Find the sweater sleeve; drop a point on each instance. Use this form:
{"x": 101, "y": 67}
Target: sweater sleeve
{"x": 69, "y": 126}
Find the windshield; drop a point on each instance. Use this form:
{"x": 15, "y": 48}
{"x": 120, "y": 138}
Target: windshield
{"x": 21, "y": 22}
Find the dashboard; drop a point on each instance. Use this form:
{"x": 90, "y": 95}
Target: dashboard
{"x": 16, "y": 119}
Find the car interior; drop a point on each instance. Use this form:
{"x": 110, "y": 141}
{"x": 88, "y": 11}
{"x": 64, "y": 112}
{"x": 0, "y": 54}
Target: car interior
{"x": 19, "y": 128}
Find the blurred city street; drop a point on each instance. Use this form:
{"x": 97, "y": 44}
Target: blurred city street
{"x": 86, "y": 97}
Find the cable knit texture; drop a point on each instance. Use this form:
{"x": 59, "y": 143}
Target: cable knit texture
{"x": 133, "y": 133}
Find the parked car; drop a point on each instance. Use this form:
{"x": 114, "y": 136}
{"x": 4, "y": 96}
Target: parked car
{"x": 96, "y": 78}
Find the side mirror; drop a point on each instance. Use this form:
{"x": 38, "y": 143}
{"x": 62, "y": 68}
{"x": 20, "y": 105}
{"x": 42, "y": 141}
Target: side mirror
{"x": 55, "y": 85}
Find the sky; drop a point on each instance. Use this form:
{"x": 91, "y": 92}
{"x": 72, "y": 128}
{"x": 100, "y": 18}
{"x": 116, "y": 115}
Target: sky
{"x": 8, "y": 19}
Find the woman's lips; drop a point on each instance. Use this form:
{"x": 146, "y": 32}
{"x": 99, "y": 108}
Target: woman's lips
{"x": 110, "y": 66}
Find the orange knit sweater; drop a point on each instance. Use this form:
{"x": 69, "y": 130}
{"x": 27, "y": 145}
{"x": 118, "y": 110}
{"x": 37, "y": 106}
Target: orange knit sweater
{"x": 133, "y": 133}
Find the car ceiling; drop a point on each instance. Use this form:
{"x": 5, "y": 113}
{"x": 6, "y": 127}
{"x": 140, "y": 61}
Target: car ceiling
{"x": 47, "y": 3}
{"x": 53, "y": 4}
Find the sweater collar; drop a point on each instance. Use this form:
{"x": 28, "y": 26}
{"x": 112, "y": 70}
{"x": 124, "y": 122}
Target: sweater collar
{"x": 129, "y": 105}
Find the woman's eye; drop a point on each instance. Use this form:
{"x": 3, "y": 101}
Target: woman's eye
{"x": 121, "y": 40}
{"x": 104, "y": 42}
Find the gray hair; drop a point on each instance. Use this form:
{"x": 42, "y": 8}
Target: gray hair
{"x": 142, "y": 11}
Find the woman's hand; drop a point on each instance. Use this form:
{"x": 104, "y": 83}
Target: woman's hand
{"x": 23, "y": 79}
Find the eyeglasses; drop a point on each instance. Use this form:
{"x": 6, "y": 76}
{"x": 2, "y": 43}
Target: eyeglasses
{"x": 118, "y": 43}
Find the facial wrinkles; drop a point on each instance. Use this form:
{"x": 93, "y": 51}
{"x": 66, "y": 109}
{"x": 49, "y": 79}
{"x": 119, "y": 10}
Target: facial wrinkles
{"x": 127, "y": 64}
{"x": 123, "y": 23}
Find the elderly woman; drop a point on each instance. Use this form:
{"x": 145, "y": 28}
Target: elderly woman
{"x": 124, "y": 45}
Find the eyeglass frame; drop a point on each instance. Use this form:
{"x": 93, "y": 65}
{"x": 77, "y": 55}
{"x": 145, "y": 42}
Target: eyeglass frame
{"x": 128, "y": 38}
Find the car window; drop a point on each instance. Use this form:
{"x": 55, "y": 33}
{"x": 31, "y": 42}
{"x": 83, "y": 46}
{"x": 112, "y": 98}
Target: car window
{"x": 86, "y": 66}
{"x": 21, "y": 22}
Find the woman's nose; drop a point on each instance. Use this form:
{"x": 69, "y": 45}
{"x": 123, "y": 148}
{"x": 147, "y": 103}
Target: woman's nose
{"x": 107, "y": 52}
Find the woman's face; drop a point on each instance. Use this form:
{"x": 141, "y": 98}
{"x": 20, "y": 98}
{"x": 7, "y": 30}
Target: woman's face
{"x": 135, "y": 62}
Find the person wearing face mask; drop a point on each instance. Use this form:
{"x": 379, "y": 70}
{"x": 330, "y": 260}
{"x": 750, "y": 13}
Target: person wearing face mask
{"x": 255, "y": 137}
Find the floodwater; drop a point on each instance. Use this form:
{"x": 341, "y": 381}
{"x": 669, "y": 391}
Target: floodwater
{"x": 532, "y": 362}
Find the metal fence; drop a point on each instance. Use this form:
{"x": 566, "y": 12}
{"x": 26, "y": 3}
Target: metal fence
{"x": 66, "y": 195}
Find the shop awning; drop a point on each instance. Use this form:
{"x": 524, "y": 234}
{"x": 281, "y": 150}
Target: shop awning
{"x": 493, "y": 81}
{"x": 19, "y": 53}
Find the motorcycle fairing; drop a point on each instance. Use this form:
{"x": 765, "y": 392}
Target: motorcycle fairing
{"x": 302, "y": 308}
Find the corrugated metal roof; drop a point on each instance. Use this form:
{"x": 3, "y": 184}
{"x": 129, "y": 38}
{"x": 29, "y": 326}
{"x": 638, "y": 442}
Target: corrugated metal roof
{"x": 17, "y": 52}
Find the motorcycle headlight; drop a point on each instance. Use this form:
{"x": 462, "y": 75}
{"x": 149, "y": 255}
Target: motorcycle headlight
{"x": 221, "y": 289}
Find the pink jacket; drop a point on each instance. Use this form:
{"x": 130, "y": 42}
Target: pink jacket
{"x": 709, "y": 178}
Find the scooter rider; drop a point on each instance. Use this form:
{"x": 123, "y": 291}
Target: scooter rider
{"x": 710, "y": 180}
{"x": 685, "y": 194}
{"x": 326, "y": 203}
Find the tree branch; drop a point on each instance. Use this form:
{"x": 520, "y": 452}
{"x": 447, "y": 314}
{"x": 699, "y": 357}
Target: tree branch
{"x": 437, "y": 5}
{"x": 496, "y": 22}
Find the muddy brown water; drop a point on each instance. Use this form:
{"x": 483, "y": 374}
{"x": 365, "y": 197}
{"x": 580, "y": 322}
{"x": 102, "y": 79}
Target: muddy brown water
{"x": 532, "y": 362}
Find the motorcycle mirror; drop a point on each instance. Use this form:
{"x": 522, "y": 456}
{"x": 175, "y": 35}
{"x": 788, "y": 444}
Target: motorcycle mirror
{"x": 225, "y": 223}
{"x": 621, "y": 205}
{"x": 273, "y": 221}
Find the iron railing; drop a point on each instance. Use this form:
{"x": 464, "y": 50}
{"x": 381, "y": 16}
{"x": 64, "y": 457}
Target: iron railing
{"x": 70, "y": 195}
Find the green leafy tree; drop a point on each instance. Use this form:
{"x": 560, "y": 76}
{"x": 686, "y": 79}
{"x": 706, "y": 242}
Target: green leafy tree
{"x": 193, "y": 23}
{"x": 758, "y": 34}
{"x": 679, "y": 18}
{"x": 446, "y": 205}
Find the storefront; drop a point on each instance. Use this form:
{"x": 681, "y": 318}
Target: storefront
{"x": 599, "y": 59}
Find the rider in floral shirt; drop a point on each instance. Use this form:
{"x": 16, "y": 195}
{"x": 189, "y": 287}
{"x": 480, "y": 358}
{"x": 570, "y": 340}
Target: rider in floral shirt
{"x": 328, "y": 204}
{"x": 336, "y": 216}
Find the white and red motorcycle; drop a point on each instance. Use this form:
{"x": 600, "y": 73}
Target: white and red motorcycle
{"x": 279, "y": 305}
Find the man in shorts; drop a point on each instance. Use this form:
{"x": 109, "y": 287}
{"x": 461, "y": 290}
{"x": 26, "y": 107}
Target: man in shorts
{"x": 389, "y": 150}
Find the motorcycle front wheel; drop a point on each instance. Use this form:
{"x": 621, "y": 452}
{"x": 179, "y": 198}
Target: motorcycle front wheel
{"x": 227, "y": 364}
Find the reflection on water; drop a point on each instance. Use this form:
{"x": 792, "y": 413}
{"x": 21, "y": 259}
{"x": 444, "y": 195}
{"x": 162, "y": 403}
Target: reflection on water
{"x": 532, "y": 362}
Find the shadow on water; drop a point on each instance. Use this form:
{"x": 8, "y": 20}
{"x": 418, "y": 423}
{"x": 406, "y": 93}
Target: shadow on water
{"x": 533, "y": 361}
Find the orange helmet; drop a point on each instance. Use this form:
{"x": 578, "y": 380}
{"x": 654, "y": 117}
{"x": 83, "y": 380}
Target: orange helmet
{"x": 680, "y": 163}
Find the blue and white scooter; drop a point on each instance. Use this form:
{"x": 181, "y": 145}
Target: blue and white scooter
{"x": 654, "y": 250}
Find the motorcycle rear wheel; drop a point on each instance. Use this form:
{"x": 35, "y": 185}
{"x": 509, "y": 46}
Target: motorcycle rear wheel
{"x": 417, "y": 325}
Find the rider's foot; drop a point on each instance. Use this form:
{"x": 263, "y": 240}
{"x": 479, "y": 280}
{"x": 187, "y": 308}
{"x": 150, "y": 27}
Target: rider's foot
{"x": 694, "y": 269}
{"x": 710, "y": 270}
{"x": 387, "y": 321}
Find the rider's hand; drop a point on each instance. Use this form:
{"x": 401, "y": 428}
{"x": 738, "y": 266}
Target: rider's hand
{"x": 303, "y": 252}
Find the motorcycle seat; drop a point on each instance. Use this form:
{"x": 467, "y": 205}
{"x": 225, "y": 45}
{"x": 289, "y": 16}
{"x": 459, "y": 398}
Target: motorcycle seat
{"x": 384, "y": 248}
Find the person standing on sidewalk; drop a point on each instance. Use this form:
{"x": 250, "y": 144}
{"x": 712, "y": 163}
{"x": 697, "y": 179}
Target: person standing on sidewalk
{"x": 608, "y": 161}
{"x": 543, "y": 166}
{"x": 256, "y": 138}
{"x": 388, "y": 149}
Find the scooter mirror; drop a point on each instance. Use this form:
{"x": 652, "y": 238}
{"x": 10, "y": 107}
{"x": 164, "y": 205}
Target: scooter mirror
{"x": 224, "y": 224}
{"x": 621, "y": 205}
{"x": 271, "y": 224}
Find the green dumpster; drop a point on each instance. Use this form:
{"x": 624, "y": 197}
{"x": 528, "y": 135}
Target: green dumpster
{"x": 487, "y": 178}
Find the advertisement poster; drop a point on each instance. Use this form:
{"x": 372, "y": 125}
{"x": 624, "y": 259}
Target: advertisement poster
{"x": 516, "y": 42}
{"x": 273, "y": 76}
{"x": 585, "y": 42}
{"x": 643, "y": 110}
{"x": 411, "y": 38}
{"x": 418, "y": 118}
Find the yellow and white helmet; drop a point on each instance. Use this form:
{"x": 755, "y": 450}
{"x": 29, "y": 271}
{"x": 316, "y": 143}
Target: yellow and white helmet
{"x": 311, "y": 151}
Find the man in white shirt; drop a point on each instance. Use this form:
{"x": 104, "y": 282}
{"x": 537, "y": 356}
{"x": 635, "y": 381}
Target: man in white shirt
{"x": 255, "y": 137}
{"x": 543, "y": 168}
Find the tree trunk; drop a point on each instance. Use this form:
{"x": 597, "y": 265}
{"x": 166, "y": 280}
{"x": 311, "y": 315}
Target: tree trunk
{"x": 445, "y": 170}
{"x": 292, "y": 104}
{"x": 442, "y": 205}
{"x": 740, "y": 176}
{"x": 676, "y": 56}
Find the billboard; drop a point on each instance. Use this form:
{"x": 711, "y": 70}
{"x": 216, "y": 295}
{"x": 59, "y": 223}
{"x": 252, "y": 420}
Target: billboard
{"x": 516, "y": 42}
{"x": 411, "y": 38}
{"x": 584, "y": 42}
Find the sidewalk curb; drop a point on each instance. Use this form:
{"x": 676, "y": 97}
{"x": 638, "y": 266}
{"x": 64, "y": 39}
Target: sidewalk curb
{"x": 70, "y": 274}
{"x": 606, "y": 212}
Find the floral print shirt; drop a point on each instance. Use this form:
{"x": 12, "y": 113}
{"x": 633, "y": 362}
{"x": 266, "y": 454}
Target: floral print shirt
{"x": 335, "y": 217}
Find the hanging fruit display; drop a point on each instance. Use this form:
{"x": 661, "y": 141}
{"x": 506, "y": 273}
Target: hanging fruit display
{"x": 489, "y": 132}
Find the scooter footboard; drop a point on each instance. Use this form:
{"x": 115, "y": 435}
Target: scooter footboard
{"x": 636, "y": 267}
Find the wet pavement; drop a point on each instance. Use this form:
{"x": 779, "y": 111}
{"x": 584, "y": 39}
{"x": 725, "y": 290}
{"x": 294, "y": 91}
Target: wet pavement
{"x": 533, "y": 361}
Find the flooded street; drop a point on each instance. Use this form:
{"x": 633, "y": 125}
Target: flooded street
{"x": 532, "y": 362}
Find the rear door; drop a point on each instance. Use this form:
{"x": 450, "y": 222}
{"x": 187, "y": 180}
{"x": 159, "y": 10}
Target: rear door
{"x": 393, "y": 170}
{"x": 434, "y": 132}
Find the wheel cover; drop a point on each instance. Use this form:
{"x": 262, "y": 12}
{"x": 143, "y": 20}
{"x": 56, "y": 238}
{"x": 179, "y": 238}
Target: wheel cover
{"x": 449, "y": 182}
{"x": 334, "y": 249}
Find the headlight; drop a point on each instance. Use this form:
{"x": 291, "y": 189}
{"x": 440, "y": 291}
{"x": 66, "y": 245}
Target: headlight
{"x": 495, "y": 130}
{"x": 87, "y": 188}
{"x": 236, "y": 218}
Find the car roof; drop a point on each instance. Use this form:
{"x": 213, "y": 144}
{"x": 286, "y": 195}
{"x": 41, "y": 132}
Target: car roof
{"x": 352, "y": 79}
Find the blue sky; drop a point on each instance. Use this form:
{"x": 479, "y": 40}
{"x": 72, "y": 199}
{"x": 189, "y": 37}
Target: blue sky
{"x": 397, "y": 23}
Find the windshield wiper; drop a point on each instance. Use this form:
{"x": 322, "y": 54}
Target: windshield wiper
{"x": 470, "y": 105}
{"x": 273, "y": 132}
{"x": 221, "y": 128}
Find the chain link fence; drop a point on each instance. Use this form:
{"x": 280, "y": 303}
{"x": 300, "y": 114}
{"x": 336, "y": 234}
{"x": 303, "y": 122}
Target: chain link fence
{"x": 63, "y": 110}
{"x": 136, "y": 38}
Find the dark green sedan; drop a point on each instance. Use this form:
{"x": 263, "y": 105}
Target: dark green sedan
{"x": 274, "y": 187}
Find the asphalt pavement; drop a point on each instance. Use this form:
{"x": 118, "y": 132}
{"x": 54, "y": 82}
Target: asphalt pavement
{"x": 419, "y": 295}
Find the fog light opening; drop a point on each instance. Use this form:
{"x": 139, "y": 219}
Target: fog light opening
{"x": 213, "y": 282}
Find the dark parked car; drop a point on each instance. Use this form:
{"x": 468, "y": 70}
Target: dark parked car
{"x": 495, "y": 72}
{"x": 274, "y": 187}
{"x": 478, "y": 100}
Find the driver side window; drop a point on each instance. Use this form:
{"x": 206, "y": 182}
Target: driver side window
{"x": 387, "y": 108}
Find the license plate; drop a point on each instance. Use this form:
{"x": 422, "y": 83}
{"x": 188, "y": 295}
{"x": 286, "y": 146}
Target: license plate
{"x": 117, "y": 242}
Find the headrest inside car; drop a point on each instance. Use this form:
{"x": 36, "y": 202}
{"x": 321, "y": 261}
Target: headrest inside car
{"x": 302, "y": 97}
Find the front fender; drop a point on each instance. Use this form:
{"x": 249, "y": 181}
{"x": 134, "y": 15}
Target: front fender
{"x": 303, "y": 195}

....

- SET PROBLEM
Exactly as written, give the line containing "Find the dark green" and all remaining lines of the records.

- COMPLETED TASK
Find the dark green sedan; drop a point on each instance. Use this form:
{"x": 263, "y": 105}
Target: dark green sedan
{"x": 274, "y": 187}
Find the asphalt pavement; drop a point on each instance. Use this form:
{"x": 118, "y": 132}
{"x": 54, "y": 82}
Target: asphalt pavement
{"x": 419, "y": 295}
Find the fog light opening; drop a point on each instance. Use this form:
{"x": 139, "y": 219}
Target: fog light opening
{"x": 213, "y": 282}
Find the dark parked car; drop a point on each instance. Use this form:
{"x": 468, "y": 70}
Target: dark parked car
{"x": 495, "y": 72}
{"x": 274, "y": 187}
{"x": 478, "y": 100}
Find the driver side window; drop a point on each instance. Use this form:
{"x": 206, "y": 182}
Target: driver side window
{"x": 387, "y": 108}
Find the license plate; drop a point on each instance. Use this form:
{"x": 422, "y": 83}
{"x": 188, "y": 295}
{"x": 286, "y": 146}
Target: license plate
{"x": 117, "y": 242}
Find the headrest inside car; drop a point on each instance. Use this form:
{"x": 36, "y": 202}
{"x": 321, "y": 261}
Target: headrest inside car
{"x": 302, "y": 97}
Find the front fender; drop a point on each instance. Use this form:
{"x": 249, "y": 181}
{"x": 134, "y": 15}
Target: front fender
{"x": 303, "y": 195}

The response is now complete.